*About this exercise*. From the line with "Query: dark background" through the final line, please write out the listing exactly, including both of those lines.

↓

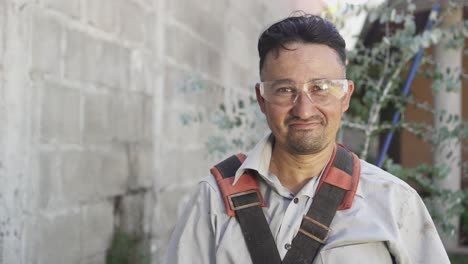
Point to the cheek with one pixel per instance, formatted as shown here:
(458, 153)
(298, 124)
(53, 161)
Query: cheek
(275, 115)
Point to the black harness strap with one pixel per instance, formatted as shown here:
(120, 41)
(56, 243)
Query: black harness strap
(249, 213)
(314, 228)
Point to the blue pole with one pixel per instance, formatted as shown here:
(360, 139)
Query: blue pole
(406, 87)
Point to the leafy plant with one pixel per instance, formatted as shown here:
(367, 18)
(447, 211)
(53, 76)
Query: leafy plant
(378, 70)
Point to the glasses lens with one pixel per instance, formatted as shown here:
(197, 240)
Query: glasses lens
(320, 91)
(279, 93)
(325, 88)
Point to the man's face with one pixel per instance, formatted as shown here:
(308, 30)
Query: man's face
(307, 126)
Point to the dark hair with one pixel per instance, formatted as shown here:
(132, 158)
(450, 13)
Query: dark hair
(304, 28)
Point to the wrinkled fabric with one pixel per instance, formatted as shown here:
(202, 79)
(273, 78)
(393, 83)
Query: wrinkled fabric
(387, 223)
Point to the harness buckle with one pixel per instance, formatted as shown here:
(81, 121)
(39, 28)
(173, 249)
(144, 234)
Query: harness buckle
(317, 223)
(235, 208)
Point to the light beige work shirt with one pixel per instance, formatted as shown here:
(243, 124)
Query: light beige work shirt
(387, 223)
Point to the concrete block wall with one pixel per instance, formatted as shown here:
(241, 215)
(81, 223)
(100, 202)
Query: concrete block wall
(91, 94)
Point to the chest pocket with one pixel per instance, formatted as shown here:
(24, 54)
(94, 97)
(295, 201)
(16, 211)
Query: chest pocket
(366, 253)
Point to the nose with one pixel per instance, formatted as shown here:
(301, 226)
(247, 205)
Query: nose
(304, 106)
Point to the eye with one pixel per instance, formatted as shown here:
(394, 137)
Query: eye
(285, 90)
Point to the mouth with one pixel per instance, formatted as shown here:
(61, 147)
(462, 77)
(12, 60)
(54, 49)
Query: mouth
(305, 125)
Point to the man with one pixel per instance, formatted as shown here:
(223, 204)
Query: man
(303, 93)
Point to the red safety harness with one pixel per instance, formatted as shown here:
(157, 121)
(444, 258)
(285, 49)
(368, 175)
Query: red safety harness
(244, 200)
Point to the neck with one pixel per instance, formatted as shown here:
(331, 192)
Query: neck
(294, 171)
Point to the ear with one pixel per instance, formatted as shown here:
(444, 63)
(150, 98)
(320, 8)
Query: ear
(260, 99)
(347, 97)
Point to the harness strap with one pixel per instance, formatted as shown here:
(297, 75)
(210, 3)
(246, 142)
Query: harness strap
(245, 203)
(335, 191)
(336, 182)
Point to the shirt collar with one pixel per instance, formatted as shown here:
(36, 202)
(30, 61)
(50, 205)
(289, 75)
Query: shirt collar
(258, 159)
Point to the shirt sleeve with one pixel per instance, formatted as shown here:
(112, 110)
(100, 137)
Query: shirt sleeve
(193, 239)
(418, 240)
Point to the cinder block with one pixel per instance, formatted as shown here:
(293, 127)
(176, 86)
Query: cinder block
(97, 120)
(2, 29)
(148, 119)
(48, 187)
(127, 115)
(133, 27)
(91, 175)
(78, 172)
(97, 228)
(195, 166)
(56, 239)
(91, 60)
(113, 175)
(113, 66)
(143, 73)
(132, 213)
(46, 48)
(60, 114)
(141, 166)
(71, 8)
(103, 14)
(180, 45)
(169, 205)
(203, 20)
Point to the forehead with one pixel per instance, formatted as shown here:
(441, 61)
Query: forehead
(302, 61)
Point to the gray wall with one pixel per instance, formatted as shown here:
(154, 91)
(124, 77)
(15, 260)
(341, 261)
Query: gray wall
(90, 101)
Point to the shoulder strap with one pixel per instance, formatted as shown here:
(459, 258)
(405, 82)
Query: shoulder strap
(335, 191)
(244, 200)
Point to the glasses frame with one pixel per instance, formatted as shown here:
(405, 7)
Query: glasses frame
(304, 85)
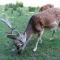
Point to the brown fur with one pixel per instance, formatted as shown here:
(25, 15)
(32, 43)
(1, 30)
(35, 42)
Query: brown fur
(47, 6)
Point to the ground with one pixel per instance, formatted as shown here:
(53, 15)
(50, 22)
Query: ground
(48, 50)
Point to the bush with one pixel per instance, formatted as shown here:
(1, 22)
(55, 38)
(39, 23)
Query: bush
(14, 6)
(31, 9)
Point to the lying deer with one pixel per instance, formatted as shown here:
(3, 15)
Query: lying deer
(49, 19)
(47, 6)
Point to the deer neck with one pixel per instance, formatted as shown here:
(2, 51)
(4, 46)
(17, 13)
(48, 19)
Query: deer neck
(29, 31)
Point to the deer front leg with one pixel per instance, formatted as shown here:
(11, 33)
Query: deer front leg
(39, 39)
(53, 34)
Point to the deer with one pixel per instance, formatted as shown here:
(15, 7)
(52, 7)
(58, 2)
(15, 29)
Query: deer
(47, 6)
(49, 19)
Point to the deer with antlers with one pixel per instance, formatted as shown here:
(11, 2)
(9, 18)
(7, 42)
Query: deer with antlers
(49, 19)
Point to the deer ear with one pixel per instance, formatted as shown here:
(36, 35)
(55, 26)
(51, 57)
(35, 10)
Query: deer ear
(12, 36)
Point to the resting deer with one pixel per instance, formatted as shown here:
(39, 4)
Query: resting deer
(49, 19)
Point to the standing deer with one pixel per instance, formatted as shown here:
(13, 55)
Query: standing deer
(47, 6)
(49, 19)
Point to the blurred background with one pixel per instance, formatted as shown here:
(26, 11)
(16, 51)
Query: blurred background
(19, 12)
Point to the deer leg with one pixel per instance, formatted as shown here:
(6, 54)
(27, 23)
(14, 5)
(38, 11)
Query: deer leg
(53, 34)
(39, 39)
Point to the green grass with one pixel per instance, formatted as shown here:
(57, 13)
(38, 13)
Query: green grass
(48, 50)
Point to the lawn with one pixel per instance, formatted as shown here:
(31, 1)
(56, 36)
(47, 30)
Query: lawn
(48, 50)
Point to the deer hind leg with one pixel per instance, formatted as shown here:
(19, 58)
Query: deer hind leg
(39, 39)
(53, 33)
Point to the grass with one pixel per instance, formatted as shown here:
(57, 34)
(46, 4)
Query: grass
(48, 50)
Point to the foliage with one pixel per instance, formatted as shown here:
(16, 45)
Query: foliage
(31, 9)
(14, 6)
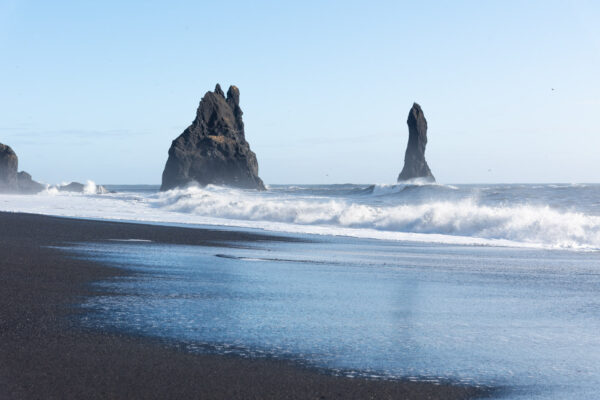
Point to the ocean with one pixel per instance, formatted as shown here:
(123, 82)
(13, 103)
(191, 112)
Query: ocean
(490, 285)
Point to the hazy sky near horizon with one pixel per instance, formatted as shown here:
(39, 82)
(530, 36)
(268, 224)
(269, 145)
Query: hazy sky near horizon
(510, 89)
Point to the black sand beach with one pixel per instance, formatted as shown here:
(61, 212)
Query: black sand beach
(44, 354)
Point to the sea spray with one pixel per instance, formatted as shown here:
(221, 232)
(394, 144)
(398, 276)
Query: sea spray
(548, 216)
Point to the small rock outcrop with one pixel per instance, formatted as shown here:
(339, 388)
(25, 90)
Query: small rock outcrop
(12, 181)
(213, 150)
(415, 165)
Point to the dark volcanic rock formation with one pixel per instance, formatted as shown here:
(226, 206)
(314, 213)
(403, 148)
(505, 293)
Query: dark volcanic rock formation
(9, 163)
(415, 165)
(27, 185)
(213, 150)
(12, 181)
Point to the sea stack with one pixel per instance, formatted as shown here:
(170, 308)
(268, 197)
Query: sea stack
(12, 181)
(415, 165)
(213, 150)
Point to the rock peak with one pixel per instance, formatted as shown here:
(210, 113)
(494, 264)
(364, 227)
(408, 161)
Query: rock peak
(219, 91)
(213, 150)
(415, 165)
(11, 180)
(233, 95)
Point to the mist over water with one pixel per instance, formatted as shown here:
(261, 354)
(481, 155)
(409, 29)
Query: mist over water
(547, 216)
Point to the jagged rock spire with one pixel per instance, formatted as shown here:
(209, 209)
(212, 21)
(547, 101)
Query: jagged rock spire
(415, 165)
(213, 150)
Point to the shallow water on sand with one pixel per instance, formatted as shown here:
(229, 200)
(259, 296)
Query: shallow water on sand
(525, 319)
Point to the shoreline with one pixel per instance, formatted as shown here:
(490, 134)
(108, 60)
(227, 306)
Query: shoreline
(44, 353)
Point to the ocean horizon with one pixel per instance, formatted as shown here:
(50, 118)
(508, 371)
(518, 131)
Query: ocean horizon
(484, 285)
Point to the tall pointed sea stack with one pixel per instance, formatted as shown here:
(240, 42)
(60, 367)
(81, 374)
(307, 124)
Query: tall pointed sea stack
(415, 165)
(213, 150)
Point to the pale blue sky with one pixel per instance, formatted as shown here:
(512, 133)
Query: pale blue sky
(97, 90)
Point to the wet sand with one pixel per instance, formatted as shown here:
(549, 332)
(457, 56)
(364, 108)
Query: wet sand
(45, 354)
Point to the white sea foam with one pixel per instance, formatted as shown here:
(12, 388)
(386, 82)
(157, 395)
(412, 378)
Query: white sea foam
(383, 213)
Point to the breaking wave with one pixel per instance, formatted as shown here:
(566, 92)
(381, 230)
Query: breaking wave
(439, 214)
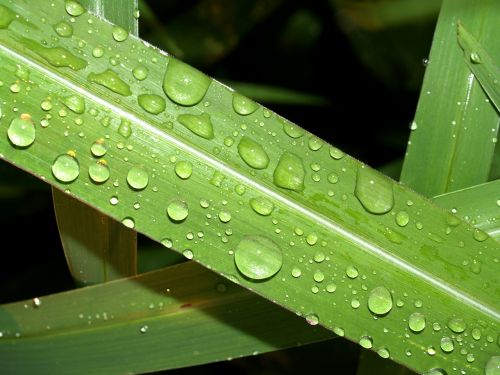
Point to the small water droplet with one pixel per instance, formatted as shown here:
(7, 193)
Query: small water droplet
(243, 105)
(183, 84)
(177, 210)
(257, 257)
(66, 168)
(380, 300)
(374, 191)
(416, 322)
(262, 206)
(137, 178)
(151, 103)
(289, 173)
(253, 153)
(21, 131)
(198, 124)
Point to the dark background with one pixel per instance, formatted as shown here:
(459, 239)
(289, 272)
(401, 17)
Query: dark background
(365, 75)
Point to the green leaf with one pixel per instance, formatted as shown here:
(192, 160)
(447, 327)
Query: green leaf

↑

*Your solution*.
Query: dark background
(365, 75)
Point to the green leaf with one pixel per instance, formatted as shown here:
(192, 160)
(447, 327)
Query: green leaf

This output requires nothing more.